(ACTIVITY):
Copy, word for word, the passage of the relationship-advice thread below starting at "Lose some weight and" and ending at "up, up, up.".

(SOURCE DOCUMENT):
══════

I think I'm ready to move on but he says he is not ready to let me go. I'm confused.

2006-12-24 09:01:22 · 19 answers · asked by V 1 in Family & Relationships Marriage & Divorce

19 answers

It means you have to do what it takes to get back into shape and be a sex object to your husband. I really don't mean to sound shallow. I know you are busy with your children, but being pleasing to your husband is your first responsibility. It is his first responsibility as well to be pleasing to you. Your children will grow and began to do things on their own leaving more time for you and your husband to spend with each other. When it gets to that point, you two both need to still be in love and lust with each other. In the meantime, I hope your husband is patient with you and he doesn't resort to other women or pornography to take the place of being in lust with you. God bless you.

2006-12-24 09:08:01 · answer #1 · answered by Anonymous · 1 0

OK,
You say he told you that he is "In love with you, not in lust with you", right? Well honey, depending on how you wanted this to turn out, this is a great thing! If you love this guy and want to stay with him then I should say that you MAY have misunderstood what he meant by what he said. How I understood it is a good thing. He said he's in love with you, not in lust! which means that he doesn't just want you in the sack! He wants you because he LOVES you girl! So the question is Do you love him? The reason I'm asking is because you said you thought you were ready to move on. Geez, that didn't take much! You need to put some serious thought into this thing. Back to the question. I do believe you misunderstood your Husbands words and didn't catch his meaning. I could be wrong, but that's what I'm gettin' here. Hope I was of some help.
Your friend on line, Terry

2006-12-24 18:02:10 · answer #2 · answered by Terry Ranaye 1 · 0 0

It could also mean that he does love you, but after the second baby with all the changes your body has been through it is harder for him to be as attracted to you as he once was. I'm pregnant, and my body is changing, and as true to tone, it has freaked my husband out. I do however think that he should be supportive now, as you havent even had any time to really shed the weight yet. You two need to sit down and talk realistically about your relationship. If you two decide to stay together, he has to be more considerate of your feelings. If you guys decide to part, you will need to part on good terms for the sake of both of your children. BUT ~ Neither of you should let some weight gain, or lack of it be the judgement for wether you two should call it quits or not. Put it into perspective. Do you both love each other? Do you spend quality time together? Do you trust each other? Can you talk to each other? Stuff like that. Good luck, honey.

2006-12-24 17:12:27 · answer #3 · answered by Melissa M 2 · 1 0

Lose some weight and exercises and try to get back down the way you were when you first met him. He isn't saying he wants a divorce he is saying lust after you. That I guess is a nice way to say get off of your fat a** and stop eating all the time lose some weight where we can hit the sack together in the same bed.
To Lust means to have some great sex with you like it use to be. He doesn't find you right now sexual attractive. Hit them scales and start making them go down, down,. Then he'll get up, up, up.

══════

(ENTRIES SHOWN):

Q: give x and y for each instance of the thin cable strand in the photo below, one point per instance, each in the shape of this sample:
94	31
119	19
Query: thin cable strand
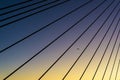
114	62
29	10
11	11
99	45
33	13
13	5
48	45
117	70
89	42
110	55
103	55
46	26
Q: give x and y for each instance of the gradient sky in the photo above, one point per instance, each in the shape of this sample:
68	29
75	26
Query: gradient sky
18	54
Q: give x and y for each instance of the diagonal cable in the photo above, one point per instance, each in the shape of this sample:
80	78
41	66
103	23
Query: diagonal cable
51	43
52	2
117	70
46	26
13	5
22	7
88	43
34	13
114	62
111	55
99	45
103	54
71	46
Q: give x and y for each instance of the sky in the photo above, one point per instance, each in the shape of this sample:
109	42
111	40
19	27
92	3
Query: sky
18	54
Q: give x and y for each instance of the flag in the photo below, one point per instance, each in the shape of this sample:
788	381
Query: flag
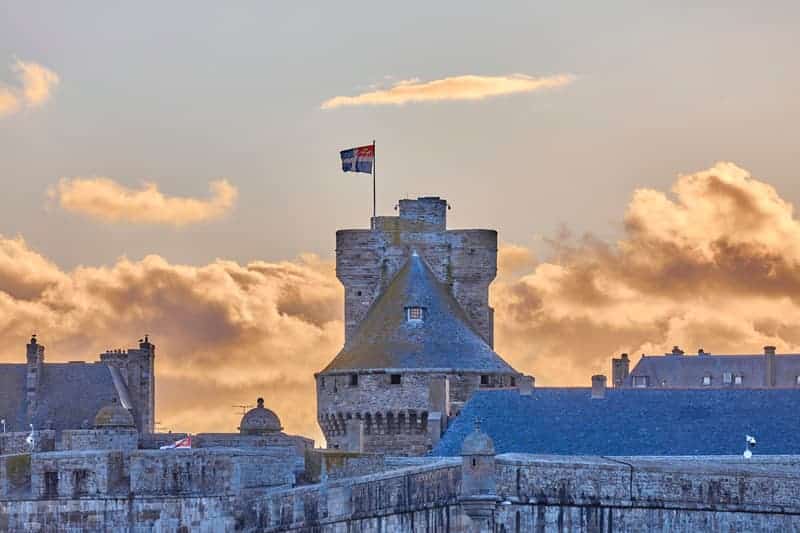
185	442
358	159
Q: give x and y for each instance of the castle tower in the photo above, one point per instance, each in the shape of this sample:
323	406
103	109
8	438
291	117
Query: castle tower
411	340
464	260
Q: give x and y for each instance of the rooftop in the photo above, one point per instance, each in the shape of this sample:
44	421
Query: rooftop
442	338
566	421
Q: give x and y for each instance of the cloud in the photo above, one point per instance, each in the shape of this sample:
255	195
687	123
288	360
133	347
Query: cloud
715	264
36	86
467	87
106	200
226	333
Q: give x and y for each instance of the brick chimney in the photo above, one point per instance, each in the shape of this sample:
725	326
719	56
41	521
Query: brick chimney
35	360
620	368
769	360
526	385
598	387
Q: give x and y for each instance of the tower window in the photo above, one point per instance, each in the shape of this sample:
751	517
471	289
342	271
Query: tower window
414	314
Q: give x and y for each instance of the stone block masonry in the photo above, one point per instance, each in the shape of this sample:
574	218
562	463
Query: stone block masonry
534	493
466	260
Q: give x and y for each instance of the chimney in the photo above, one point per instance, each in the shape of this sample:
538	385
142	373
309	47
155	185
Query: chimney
35	360
769	374
620	368
598	387
526	385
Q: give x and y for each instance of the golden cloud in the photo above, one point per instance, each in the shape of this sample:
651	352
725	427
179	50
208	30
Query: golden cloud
37	84
714	265
467	87
106	200
226	333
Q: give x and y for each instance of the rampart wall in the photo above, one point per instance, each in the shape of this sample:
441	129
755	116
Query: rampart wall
534	493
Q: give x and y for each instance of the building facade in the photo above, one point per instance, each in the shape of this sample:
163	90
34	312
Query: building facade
66	396
676	370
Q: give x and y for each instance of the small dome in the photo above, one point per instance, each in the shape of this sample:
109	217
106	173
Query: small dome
260	421
114	416
477	442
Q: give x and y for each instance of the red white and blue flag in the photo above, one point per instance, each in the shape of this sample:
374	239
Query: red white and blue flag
358	159
185	442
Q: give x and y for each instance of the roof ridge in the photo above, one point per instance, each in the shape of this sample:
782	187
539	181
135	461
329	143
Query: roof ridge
444	337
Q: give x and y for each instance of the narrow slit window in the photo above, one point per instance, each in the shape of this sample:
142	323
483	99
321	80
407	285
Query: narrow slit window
414	314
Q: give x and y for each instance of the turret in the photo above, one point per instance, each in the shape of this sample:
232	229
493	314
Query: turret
620	369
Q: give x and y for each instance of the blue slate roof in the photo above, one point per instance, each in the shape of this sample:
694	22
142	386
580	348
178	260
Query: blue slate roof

══════

(ANSWER SPACE):
Lose some weight and exercises and try to get back down the way you were when you first met him. He isn't saying he wants a divorce he is saying lust after you. That I guess is a nice way to say get off of your fat a** and stop eating all the time lose some weight where we can hit the sack together in the same bed.
To Lust means to have some great sex with you like it use to be. He doesn't find you right now sexual attractive. Hit them scales and start making them go down, down,. Then he'll get up, up, up.